> _TAREA_
¿Puedes reproducir el listado siguiente completo, línea por línea y sin cambiar nada?

(Parte de un archivo de datos)
• • • • •

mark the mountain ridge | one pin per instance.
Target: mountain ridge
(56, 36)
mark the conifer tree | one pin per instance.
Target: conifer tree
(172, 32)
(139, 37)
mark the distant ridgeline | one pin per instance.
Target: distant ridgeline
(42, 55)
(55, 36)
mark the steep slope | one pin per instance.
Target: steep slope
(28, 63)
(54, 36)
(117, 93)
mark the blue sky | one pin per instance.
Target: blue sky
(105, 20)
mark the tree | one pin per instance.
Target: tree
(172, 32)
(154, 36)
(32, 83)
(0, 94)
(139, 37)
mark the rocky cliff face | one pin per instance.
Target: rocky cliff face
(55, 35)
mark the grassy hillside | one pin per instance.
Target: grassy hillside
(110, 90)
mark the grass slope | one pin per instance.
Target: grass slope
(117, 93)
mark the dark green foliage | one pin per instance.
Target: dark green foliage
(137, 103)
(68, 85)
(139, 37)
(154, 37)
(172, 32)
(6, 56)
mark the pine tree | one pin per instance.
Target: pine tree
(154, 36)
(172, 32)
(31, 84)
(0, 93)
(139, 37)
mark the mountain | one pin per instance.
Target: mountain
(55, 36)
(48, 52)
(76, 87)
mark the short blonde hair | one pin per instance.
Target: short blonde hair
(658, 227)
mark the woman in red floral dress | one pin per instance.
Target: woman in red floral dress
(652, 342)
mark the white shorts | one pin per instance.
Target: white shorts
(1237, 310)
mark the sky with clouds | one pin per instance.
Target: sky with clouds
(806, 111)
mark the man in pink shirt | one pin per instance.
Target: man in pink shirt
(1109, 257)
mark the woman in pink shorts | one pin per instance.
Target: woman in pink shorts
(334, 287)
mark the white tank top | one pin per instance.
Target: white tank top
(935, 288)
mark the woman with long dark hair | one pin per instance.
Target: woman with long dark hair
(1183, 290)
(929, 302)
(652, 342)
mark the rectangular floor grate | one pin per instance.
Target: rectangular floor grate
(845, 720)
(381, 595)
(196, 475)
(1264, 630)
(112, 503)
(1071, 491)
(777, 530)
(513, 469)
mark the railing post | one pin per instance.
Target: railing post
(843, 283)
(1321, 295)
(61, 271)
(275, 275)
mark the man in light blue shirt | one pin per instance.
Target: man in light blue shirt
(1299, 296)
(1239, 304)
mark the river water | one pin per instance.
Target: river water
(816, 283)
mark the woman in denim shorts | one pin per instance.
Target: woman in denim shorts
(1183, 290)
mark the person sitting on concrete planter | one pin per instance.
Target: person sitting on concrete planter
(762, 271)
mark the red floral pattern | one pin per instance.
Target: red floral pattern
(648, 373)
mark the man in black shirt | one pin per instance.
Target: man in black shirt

• • • • •

> _RESULTADO DE LA TAREA_
mark the mountain ridge | one pin per instance.
Target: mountain ridge
(56, 36)
mark the conifer tree | one pin per instance.
Target: conifer tree
(172, 32)
(139, 37)
mark the distant ridgeline | one pin per instance.
Target: distant ridgeline
(42, 55)
(55, 36)
mark the steep slope | one pin per instance.
Target: steep slope
(28, 63)
(54, 36)
(117, 93)
mark the blue sky | one pin per instance.
Target: blue sky
(105, 20)
mark the tree | one pin per instance.
Target: tree
(172, 32)
(154, 36)
(32, 83)
(0, 94)
(139, 37)
mark the rocky cliff face | one pin per instance.
Target: rocky cliff face
(55, 35)
mark the grassy hillside | one pin per instance.
Target: grassy hillside
(110, 90)
mark the grass slope | one pin per instance.
Target: grass slope
(117, 93)
mark the dark green foliage | one pin per instance.
Target: dark green foliage
(137, 103)
(68, 85)
(139, 37)
(154, 37)
(172, 32)
(6, 56)
mark the pine tree | one pin per instance.
Target: pine tree
(154, 36)
(172, 32)
(31, 84)
(0, 93)
(139, 37)
mark the mountain | one pin per instance.
Target: mountain
(55, 36)
(48, 52)
(76, 87)
mark the short blonde hair | one pin per instance.
Target: short blonde hair
(658, 227)
mark the woman in red floral dress | one pin per instance.
Target: woman in red floral dress
(652, 342)
mark the white shorts | one pin per instance.
Target: white shorts
(1237, 310)
mark the sky with clouds | one pin per instance.
Target: sky with clouds
(806, 111)
mark the man in pink shirt | one pin per instance.
Target: man in pink shirt
(1109, 257)
mark the woman in pink shorts | one pin per instance.
Target: woman in pink shorts
(334, 287)
mark the white tank top | one pin per instance.
Target: white tank top
(935, 288)
mark the woman with long dark hair | one pin per instance.
Target: woman with long dark hair
(1183, 290)
(929, 302)
(652, 342)
mark the rectangular floor grate | one pin per instance.
Target: rectangular floor grate
(845, 720)
(381, 595)
(196, 475)
(1264, 630)
(112, 503)
(1071, 491)
(777, 530)
(513, 469)
mark the railing post | one pin per instance.
Target: railing post
(843, 283)
(1321, 295)
(61, 271)
(275, 275)
mark the man in light blue shirt | one pin per instance.
Target: man in light blue shirt
(1299, 296)
(1239, 304)
mark the river water | one pin per instance.
Target: river water
(816, 283)
mark the woman in denim shorts | one pin per instance.
Target: woman in denim shorts
(1183, 290)
mark the person sitting on concrete planter | one pin per instance.
Target: person sitting on concrete planter
(762, 271)
mark the red floral pattern | one pin per instance.
Target: red floral pattern
(648, 373)
mark the man in black shirt | one pin per instance.
Target: man in black shirt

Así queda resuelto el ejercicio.